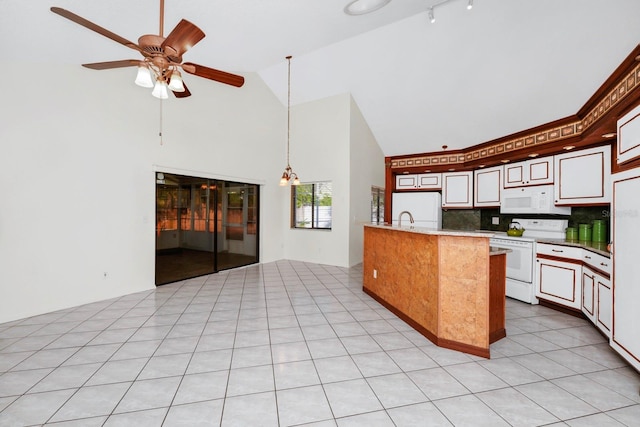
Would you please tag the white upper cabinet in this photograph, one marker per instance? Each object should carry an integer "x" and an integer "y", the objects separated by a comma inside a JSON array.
[
  {"x": 530, "y": 172},
  {"x": 457, "y": 189},
  {"x": 626, "y": 268},
  {"x": 419, "y": 181},
  {"x": 628, "y": 146},
  {"x": 487, "y": 186},
  {"x": 583, "y": 177}
]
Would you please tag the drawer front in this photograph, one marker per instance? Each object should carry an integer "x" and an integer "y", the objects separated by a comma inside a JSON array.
[
  {"x": 559, "y": 251},
  {"x": 597, "y": 261}
]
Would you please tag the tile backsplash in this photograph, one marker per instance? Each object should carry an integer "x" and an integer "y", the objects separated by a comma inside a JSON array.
[{"x": 481, "y": 219}]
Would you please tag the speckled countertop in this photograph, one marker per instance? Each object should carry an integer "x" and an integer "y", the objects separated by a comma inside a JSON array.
[
  {"x": 596, "y": 247},
  {"x": 433, "y": 231}
]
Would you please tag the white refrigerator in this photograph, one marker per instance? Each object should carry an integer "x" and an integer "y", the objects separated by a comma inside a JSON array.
[{"x": 425, "y": 207}]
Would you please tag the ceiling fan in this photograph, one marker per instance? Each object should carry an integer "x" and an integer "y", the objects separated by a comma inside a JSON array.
[{"x": 162, "y": 56}]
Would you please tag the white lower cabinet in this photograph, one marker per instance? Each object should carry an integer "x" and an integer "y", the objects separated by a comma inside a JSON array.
[
  {"x": 576, "y": 278},
  {"x": 560, "y": 282},
  {"x": 589, "y": 293},
  {"x": 604, "y": 305}
]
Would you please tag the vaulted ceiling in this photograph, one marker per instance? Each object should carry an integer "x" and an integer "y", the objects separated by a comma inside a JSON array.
[{"x": 470, "y": 77}]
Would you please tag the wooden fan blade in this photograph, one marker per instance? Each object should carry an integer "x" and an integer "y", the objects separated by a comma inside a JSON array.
[
  {"x": 94, "y": 27},
  {"x": 182, "y": 94},
  {"x": 183, "y": 37},
  {"x": 112, "y": 64},
  {"x": 211, "y": 74}
]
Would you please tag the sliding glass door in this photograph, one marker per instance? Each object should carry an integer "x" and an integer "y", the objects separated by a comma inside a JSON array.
[{"x": 203, "y": 226}]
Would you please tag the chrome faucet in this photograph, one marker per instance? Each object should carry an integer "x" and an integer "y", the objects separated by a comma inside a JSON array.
[{"x": 400, "y": 217}]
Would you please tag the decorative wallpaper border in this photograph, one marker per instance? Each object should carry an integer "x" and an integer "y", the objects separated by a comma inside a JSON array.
[{"x": 626, "y": 85}]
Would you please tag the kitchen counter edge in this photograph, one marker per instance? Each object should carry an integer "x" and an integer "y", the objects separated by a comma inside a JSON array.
[
  {"x": 432, "y": 231},
  {"x": 598, "y": 248}
]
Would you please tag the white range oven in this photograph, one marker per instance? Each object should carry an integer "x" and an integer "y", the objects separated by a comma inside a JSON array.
[{"x": 521, "y": 259}]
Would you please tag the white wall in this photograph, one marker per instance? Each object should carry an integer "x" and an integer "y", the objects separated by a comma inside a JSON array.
[
  {"x": 330, "y": 141},
  {"x": 79, "y": 150},
  {"x": 366, "y": 169}
]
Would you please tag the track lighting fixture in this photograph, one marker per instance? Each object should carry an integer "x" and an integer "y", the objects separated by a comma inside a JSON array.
[{"x": 431, "y": 9}]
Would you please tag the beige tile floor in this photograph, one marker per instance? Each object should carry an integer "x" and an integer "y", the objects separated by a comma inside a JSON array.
[{"x": 291, "y": 343}]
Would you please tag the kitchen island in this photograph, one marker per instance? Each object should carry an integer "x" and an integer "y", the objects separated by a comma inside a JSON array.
[{"x": 448, "y": 285}]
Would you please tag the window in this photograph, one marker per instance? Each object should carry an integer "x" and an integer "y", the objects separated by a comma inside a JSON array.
[
  {"x": 377, "y": 205},
  {"x": 311, "y": 205}
]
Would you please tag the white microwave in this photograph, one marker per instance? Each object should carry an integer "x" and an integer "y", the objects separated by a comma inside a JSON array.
[{"x": 531, "y": 200}]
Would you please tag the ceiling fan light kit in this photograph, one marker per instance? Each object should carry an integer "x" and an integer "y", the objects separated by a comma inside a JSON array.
[
  {"x": 143, "y": 78},
  {"x": 160, "y": 89},
  {"x": 162, "y": 56}
]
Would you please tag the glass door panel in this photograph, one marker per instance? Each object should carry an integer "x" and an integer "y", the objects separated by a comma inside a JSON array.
[{"x": 203, "y": 226}]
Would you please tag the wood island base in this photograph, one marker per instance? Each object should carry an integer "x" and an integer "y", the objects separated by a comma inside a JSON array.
[{"x": 448, "y": 286}]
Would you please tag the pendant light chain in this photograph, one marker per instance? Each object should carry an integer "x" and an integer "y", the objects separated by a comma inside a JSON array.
[
  {"x": 288, "y": 107},
  {"x": 288, "y": 174}
]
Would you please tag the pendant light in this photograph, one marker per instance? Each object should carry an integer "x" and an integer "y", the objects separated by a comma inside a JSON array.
[{"x": 288, "y": 173}]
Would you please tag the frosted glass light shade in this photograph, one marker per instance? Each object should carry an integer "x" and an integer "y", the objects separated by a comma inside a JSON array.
[
  {"x": 143, "y": 78},
  {"x": 176, "y": 84},
  {"x": 160, "y": 90}
]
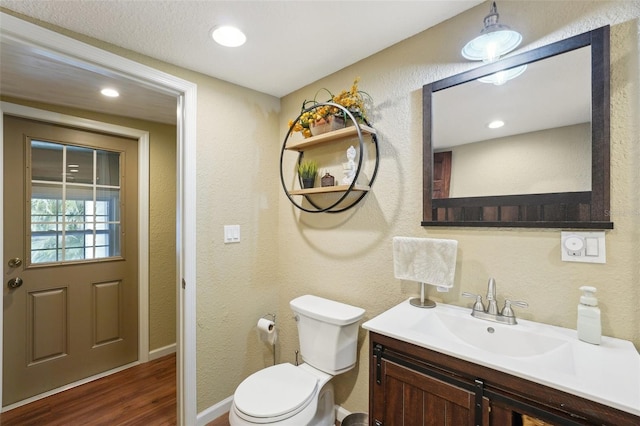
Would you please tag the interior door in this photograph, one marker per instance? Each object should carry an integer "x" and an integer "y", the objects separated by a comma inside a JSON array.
[{"x": 70, "y": 235}]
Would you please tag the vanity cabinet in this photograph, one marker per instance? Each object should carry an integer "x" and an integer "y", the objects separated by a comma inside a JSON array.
[{"x": 413, "y": 386}]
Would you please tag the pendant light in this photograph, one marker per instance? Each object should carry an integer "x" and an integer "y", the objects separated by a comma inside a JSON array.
[{"x": 494, "y": 40}]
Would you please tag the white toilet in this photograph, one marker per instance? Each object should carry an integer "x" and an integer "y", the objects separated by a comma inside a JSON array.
[{"x": 289, "y": 395}]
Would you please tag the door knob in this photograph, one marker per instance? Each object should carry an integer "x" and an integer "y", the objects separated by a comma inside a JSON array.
[
  {"x": 15, "y": 282},
  {"x": 15, "y": 262}
]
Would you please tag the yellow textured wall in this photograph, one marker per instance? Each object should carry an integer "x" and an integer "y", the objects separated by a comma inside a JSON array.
[
  {"x": 348, "y": 256},
  {"x": 162, "y": 217}
]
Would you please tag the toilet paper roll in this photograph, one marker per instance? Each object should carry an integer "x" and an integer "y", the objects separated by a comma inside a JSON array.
[{"x": 267, "y": 331}]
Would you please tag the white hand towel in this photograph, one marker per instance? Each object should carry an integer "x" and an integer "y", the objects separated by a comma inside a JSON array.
[{"x": 427, "y": 260}]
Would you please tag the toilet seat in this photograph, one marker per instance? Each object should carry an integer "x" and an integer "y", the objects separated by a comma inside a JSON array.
[{"x": 275, "y": 393}]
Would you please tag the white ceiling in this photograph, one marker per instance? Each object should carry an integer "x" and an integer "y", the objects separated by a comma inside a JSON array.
[{"x": 290, "y": 44}]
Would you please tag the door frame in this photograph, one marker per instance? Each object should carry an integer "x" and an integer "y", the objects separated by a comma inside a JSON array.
[
  {"x": 143, "y": 199},
  {"x": 79, "y": 54}
]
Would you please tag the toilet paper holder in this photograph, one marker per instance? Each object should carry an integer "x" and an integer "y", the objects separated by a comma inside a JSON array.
[{"x": 272, "y": 317}]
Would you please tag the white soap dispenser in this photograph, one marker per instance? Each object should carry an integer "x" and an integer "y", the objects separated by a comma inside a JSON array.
[{"x": 589, "y": 327}]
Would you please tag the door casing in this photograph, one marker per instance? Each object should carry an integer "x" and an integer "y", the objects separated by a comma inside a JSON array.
[
  {"x": 143, "y": 202},
  {"x": 77, "y": 53}
]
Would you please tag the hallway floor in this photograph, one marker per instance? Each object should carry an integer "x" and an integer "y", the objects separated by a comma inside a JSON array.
[
  {"x": 144, "y": 395},
  {"x": 141, "y": 395}
]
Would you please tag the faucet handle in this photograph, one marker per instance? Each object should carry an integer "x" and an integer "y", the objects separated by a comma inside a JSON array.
[
  {"x": 478, "y": 306},
  {"x": 507, "y": 311}
]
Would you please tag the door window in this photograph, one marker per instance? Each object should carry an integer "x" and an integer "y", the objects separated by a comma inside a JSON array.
[{"x": 75, "y": 197}]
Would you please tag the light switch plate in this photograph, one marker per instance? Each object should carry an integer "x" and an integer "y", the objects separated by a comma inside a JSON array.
[
  {"x": 231, "y": 234},
  {"x": 586, "y": 247}
]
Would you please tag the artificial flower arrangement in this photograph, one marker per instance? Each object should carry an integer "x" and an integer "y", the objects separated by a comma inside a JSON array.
[{"x": 317, "y": 113}]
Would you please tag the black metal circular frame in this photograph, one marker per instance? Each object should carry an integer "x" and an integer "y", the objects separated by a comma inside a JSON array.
[{"x": 331, "y": 208}]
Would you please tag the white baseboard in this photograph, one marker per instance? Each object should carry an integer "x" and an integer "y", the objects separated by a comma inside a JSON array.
[
  {"x": 160, "y": 352},
  {"x": 215, "y": 411}
]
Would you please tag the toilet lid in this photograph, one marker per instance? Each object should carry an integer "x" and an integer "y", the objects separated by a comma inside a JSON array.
[{"x": 275, "y": 392}]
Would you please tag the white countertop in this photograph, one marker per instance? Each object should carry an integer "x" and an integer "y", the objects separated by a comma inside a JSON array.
[{"x": 608, "y": 373}]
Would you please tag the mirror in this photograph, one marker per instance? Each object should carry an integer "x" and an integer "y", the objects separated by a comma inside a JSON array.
[{"x": 547, "y": 166}]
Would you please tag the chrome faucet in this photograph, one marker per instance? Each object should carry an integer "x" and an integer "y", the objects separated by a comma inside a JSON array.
[{"x": 506, "y": 316}]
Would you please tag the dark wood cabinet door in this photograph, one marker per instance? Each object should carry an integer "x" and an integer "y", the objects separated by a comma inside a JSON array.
[{"x": 415, "y": 399}]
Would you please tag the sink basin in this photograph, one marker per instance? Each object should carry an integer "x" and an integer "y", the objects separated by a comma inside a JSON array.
[
  {"x": 500, "y": 339},
  {"x": 608, "y": 373},
  {"x": 456, "y": 328}
]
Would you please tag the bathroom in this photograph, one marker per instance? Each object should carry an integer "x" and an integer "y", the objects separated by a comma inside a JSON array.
[
  {"x": 285, "y": 253},
  {"x": 348, "y": 256}
]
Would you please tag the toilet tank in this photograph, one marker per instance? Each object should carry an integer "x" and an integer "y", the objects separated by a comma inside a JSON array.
[{"x": 328, "y": 333}]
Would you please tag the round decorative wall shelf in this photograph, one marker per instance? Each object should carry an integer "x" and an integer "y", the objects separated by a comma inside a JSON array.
[{"x": 344, "y": 196}]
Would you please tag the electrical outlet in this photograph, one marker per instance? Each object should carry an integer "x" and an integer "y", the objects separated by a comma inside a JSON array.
[
  {"x": 231, "y": 234},
  {"x": 586, "y": 247}
]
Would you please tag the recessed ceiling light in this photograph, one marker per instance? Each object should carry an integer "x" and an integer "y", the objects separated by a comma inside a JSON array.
[
  {"x": 111, "y": 93},
  {"x": 228, "y": 36},
  {"x": 495, "y": 124}
]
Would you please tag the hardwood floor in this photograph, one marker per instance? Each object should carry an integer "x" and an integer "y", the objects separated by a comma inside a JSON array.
[{"x": 141, "y": 395}]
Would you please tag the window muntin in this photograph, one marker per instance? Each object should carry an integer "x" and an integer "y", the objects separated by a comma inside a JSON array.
[{"x": 75, "y": 203}]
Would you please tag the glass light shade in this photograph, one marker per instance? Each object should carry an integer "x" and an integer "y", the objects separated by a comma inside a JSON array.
[
  {"x": 494, "y": 40},
  {"x": 490, "y": 46},
  {"x": 502, "y": 77}
]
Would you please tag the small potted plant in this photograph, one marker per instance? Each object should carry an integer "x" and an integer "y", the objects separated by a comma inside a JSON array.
[{"x": 308, "y": 170}]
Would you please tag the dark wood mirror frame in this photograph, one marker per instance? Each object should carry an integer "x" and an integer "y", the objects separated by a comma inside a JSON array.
[{"x": 586, "y": 209}]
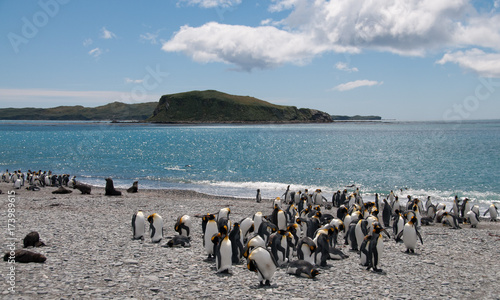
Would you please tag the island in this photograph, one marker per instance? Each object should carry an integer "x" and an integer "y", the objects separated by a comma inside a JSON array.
[
  {"x": 192, "y": 107},
  {"x": 216, "y": 107}
]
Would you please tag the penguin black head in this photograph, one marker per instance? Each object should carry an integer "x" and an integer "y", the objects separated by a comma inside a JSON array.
[
  {"x": 314, "y": 273},
  {"x": 252, "y": 265},
  {"x": 377, "y": 228},
  {"x": 151, "y": 218}
]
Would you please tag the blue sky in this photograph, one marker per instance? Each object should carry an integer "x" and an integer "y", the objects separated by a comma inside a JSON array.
[{"x": 404, "y": 60}]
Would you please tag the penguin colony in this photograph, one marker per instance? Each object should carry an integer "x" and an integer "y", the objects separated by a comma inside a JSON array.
[
  {"x": 301, "y": 237},
  {"x": 298, "y": 235},
  {"x": 34, "y": 180}
]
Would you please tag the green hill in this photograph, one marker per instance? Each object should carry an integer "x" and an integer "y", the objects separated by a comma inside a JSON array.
[
  {"x": 112, "y": 111},
  {"x": 217, "y": 107}
]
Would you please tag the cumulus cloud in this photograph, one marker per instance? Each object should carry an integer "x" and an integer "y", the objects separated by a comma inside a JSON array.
[
  {"x": 87, "y": 42},
  {"x": 475, "y": 60},
  {"x": 311, "y": 28},
  {"x": 344, "y": 67},
  {"x": 211, "y": 3},
  {"x": 244, "y": 46},
  {"x": 106, "y": 34},
  {"x": 96, "y": 52},
  {"x": 129, "y": 80},
  {"x": 149, "y": 37},
  {"x": 356, "y": 84}
]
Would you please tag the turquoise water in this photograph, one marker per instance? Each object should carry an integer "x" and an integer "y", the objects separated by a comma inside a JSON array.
[{"x": 422, "y": 158}]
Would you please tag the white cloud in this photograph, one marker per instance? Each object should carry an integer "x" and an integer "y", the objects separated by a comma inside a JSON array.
[
  {"x": 96, "y": 52},
  {"x": 149, "y": 37},
  {"x": 50, "y": 98},
  {"x": 344, "y": 67},
  {"x": 356, "y": 84},
  {"x": 87, "y": 42},
  {"x": 128, "y": 80},
  {"x": 409, "y": 28},
  {"x": 211, "y": 3},
  {"x": 106, "y": 34},
  {"x": 475, "y": 60},
  {"x": 247, "y": 47}
]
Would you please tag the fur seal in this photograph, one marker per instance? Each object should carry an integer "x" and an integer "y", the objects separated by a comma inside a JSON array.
[
  {"x": 62, "y": 190},
  {"x": 179, "y": 241},
  {"x": 302, "y": 268},
  {"x": 25, "y": 256},
  {"x": 134, "y": 188},
  {"x": 32, "y": 239},
  {"x": 110, "y": 189},
  {"x": 83, "y": 188}
]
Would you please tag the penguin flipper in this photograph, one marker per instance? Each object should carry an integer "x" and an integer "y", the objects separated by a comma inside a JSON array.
[
  {"x": 400, "y": 234},
  {"x": 133, "y": 224},
  {"x": 419, "y": 236}
]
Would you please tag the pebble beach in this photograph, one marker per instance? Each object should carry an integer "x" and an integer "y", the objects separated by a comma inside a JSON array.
[{"x": 91, "y": 254}]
-------
▸ **DIRECTIVE**
Restate the final lines of the listing above word for word, beginning at the line that contains "Would you please tag the penguin flipper".

▸ **RESULT**
Would you please tag the penguin flipper in this photograph, one marker per instance? Each object should carry an integer "x" and an integer "y", the objects separated by a comma inside a JSON array.
[
  {"x": 400, "y": 234},
  {"x": 133, "y": 224},
  {"x": 419, "y": 236}
]
Would you please tag the pebble beach in this photograph, one marker per instance? Each object should carry an integer "x" and an integer "y", the objects separated by a comma inside a JSON array.
[{"x": 91, "y": 254}]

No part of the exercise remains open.